DOCUMENT TEXT
Annette Bosworth, a Sioux Falls physician, directed her campaign staff to compile a list of the hateful names and slurs she had been called by opponents on blogs and comments sections, and then spray paint them on her own campaign signs.
The candidate then stood before the profane signs, which were displayed from floor to ceiling, to condemn the sexist treatment of women who run for office.
This room is an artistic representation of the atmosphere of this election,” Bosworth said, “and if it feels oppressive or offensive and overwhelming, then the artists have done their job because I asked them: Go to the Internet, Google me and pick a name. Spell it just as it’s spelled on the Internet and represent that on my campaign signs. South Dakota, this is your community, too.”
Bosworth drew national attention after sharing a viral post on her Facebook page comparing food stamp recipients to wild animals, and the South Dakota attorney general is investigating whether she broke the law in her nominating petitions.
Some former employees of her medical practice claims Bosworth owes them back pay, and she agreed to pay more than $14,000 two years ago after she was accused of submitting Medicaid claims for non-covered services for children she treated in Sioux Falls shelters
Bosworth blamed the attacks primarily on “supposedly tolerant liberals,” but she pointed out that women in both parties had been targeted for “misogyny” and abuse.
“The Democrats talk about a war on women, but much of what you see is written by the supposedly tolerant liberals,” she said. “Their message is clear: Conservative women are fair game. If you are a female and a Republican, anything goes.”
She also blasted her fellow Republicans for failing to come to her aid, and then endorsed the Thomas Friedman book, “The World Is Flat.”
“Look at these signs,” she said. “Look at the messages sent by our country. We have a problem, and it’s not being talked about.”
The news conference came a week before the primary election in South Dakota, where Bosworth trails at least two other GOP candidates, and just days after a gunman drove through Isla Vista, California, violently exacting revenge for perceived slights against him by women.
The killer expressed his hatred for women in lengthy video rants and written screeds, and his words and deeds have opened a national dialogue on misogyny and violence.
“The misogyny is real,” Bosworth said. “Go to the shootings in California. Look around. South Dakota is not unique. Our country has a problem.”

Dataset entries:

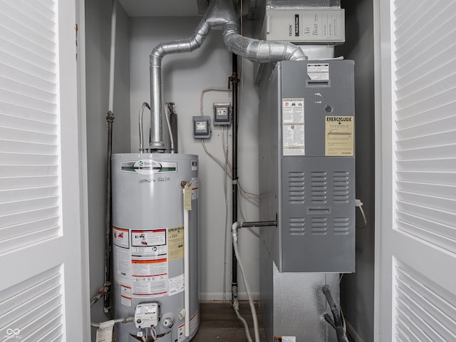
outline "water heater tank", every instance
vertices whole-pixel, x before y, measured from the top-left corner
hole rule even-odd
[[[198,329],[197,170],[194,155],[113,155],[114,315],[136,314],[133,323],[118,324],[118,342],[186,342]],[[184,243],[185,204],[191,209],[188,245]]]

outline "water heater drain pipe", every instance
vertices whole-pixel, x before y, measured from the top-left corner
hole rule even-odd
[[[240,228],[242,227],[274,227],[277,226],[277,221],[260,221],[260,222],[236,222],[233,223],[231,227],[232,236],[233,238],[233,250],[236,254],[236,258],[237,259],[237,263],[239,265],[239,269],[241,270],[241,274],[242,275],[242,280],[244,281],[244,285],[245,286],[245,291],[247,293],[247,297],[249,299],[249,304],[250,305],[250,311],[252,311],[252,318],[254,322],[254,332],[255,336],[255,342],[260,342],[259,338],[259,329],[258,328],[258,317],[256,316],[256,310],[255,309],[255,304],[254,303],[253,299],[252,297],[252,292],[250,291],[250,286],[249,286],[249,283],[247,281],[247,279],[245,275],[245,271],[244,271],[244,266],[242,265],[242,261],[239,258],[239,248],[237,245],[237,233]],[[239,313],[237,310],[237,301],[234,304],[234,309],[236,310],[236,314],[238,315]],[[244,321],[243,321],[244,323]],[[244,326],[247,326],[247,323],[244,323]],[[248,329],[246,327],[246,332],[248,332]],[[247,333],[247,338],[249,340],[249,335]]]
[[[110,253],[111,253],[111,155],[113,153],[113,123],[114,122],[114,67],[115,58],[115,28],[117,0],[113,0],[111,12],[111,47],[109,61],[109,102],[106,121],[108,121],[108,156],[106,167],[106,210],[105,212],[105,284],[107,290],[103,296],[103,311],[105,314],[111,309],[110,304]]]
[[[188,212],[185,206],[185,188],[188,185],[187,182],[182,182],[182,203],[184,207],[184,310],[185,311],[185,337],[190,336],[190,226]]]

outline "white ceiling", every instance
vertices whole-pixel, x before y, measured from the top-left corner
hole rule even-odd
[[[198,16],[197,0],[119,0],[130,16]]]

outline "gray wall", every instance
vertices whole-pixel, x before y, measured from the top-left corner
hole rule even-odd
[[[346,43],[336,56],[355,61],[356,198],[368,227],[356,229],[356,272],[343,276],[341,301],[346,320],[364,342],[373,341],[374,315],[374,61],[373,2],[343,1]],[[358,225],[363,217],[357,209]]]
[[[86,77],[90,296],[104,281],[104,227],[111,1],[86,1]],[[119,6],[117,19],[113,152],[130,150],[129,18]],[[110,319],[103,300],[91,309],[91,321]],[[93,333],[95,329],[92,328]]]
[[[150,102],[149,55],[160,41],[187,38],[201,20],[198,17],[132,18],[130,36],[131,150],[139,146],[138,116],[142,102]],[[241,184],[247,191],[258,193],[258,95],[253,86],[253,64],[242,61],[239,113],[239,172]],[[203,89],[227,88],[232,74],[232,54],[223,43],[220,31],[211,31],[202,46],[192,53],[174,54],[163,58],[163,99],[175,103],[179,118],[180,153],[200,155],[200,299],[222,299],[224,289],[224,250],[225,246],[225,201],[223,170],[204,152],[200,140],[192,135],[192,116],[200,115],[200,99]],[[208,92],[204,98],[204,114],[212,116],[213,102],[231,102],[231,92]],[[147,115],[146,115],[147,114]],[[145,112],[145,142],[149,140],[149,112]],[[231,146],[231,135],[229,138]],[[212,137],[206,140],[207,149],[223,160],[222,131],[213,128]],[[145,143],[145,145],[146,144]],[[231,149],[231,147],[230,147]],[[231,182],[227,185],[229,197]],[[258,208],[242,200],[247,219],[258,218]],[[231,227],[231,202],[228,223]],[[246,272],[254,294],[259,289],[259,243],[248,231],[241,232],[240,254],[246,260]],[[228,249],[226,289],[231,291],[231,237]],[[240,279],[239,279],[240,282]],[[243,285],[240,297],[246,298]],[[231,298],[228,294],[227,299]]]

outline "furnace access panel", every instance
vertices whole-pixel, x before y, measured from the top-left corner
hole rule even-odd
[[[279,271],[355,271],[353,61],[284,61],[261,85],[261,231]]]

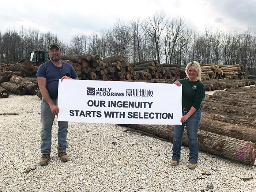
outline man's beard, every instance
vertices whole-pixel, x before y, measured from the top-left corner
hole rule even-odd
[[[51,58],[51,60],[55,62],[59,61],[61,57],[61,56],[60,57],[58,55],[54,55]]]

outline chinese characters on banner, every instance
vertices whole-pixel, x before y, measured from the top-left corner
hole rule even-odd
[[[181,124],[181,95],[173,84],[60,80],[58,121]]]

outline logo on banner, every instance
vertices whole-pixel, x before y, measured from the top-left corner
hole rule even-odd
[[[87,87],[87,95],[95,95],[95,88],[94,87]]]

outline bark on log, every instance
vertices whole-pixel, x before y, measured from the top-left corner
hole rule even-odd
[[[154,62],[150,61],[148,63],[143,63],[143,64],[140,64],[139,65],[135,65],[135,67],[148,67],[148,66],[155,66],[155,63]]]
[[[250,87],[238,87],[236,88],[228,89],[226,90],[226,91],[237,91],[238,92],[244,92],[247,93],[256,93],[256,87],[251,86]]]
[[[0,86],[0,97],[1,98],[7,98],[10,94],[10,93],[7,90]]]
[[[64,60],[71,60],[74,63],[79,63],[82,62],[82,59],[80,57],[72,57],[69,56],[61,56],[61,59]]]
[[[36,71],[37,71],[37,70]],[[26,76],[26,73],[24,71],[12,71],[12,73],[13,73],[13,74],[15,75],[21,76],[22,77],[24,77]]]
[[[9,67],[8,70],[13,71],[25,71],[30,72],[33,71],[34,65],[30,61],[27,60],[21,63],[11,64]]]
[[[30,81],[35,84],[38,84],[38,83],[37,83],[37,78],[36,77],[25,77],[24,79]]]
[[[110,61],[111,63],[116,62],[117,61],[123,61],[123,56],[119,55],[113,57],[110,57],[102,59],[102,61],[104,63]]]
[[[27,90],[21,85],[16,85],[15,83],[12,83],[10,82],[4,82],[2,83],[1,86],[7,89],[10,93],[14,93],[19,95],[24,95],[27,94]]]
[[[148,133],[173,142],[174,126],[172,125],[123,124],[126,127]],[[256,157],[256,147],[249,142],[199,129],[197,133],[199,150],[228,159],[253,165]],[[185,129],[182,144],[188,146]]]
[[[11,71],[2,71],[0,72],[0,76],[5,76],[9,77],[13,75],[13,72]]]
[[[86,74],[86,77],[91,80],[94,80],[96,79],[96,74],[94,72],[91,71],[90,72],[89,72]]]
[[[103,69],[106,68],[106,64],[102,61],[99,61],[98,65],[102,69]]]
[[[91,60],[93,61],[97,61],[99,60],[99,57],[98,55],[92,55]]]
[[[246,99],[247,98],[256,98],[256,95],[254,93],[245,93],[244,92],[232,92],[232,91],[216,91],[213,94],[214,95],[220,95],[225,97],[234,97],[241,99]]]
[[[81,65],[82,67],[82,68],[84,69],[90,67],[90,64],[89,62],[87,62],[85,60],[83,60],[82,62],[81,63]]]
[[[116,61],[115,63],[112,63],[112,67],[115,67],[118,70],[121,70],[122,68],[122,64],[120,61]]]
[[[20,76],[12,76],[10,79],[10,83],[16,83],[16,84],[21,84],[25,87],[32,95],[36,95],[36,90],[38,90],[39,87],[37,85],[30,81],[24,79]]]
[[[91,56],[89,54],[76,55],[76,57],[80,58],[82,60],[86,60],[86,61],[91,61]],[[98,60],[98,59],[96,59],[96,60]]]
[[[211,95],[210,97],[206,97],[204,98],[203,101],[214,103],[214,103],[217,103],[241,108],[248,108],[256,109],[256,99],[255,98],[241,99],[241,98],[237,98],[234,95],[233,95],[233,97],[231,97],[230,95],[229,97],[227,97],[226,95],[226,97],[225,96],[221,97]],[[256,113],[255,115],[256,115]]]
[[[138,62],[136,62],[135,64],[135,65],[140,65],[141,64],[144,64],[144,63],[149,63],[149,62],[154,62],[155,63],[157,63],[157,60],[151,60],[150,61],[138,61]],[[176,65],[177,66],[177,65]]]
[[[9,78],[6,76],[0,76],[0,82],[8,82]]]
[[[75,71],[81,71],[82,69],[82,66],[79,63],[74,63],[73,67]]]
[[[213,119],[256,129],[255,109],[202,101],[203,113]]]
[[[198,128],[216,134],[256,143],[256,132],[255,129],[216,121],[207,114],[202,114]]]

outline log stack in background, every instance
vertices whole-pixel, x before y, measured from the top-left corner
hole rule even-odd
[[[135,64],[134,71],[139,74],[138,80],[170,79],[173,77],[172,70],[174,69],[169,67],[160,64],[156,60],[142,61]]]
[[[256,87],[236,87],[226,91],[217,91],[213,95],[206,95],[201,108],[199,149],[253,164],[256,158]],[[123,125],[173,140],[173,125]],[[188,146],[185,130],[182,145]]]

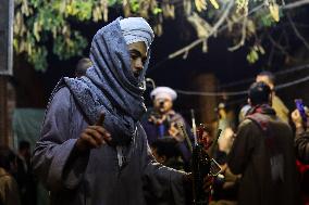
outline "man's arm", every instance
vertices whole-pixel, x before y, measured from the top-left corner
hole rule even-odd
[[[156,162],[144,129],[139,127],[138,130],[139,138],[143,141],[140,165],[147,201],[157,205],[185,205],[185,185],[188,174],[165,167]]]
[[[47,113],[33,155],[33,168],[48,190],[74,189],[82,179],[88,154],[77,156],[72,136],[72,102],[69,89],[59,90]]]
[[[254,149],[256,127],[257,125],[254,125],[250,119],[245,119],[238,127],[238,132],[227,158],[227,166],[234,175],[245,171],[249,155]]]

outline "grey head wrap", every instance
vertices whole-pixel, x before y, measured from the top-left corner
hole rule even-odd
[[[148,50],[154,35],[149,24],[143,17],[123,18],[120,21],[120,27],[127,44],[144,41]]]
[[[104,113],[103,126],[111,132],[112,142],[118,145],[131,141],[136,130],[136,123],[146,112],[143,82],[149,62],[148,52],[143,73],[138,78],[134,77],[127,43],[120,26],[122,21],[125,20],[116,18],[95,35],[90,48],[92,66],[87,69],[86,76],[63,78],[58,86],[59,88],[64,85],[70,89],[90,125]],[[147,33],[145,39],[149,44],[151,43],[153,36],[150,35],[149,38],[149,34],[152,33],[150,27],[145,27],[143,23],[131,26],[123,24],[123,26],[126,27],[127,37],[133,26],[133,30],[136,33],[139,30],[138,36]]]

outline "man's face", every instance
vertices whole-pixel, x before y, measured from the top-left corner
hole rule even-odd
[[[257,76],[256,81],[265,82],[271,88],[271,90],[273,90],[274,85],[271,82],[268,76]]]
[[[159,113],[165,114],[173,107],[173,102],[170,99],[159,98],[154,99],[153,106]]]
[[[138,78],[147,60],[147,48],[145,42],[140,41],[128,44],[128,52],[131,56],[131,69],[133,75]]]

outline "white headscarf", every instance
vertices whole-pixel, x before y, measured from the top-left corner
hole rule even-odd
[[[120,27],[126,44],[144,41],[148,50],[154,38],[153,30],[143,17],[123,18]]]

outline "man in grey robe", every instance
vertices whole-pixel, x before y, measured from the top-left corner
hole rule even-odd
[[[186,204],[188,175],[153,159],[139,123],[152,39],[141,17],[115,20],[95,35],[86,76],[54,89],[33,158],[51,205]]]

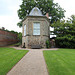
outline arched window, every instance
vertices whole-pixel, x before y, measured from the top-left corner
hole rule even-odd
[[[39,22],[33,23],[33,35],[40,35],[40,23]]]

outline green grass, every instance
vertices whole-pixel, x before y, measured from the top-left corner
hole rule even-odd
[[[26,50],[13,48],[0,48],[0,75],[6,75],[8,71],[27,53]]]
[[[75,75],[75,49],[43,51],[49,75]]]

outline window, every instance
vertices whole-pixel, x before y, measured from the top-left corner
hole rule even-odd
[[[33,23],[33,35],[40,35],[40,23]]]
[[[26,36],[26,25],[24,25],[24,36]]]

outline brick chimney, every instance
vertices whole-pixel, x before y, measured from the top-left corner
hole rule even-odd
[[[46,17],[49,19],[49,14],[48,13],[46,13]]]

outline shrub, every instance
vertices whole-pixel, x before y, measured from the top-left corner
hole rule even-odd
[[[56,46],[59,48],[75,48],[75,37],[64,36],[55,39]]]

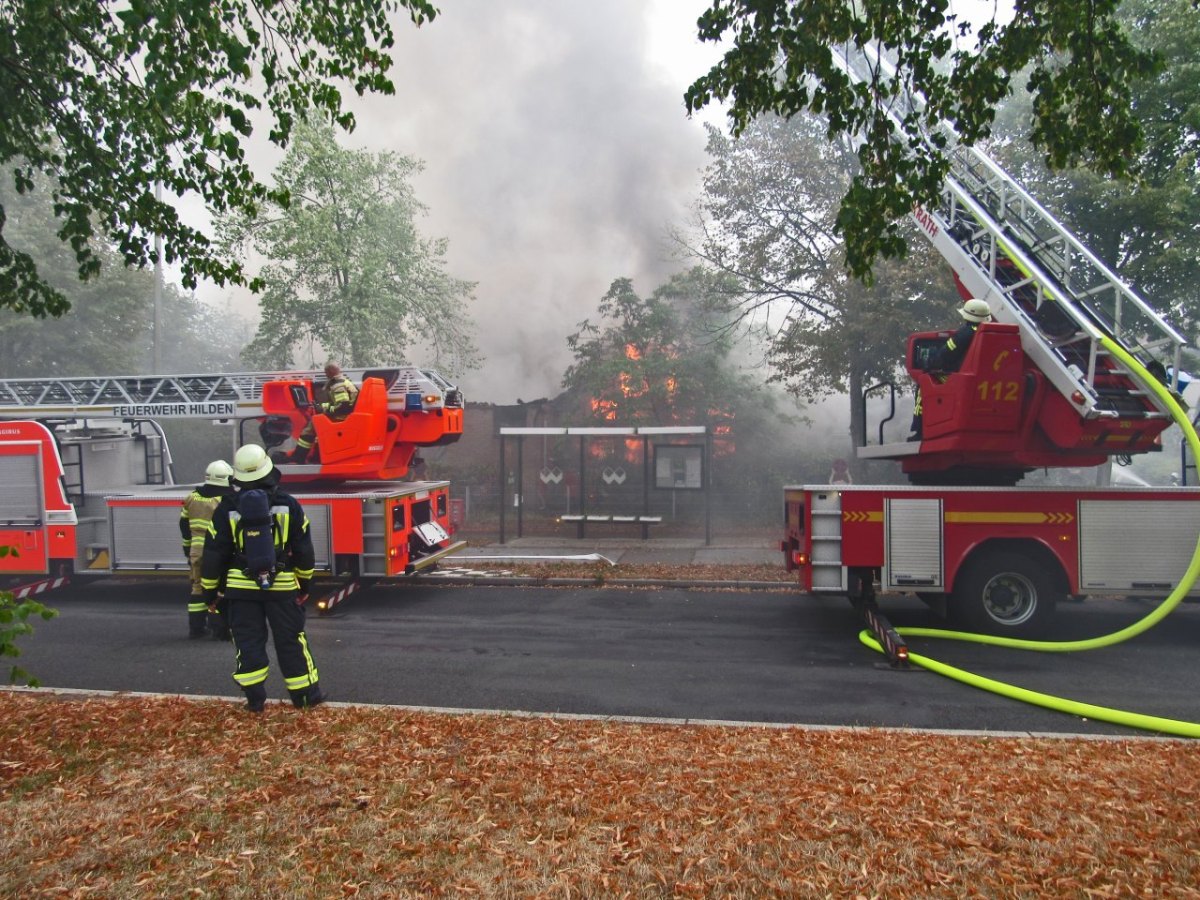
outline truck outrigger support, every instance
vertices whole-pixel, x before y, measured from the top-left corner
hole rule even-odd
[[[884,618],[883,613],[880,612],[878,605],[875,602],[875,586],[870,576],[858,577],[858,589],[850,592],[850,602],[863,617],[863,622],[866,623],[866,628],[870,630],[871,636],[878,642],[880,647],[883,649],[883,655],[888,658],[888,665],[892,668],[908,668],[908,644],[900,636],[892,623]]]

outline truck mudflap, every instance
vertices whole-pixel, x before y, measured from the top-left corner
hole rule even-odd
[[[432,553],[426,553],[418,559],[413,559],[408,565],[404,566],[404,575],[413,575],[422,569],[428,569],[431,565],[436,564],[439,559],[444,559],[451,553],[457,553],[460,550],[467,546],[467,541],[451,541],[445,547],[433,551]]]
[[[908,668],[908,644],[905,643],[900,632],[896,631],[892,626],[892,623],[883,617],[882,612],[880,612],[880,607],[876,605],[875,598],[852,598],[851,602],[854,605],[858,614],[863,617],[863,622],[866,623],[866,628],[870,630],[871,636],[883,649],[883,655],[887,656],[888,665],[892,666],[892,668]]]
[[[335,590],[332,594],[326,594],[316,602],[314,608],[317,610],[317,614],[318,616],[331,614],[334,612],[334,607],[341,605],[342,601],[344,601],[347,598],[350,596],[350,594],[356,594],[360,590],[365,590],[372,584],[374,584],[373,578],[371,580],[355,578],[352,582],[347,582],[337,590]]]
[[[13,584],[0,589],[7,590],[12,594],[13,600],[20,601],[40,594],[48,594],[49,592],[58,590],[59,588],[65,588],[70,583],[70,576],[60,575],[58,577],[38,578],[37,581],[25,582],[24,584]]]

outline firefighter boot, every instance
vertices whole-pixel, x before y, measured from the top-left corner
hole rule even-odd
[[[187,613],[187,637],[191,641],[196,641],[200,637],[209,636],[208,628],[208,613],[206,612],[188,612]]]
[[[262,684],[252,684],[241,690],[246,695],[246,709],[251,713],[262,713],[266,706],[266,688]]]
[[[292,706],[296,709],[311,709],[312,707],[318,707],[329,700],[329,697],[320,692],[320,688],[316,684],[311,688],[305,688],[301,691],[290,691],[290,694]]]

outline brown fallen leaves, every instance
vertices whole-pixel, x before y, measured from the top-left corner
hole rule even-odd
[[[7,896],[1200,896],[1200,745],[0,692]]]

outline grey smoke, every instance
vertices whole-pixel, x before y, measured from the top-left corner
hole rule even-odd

WHAT NEEDS TO BE DONE
From the article on Annette Bosworth's campaign signs, output the passage that opens with the words containing "The news conference" and closes with "him by women.", copied exactly.

EXERCISE SOLUTION
The news conference came a week before the primary election in South Dakota, where Bosworth trails at least two other GOP candidates, and just days after a gunman drove through Isla Vista, California, violently exacting revenge for perceived slights against him by women.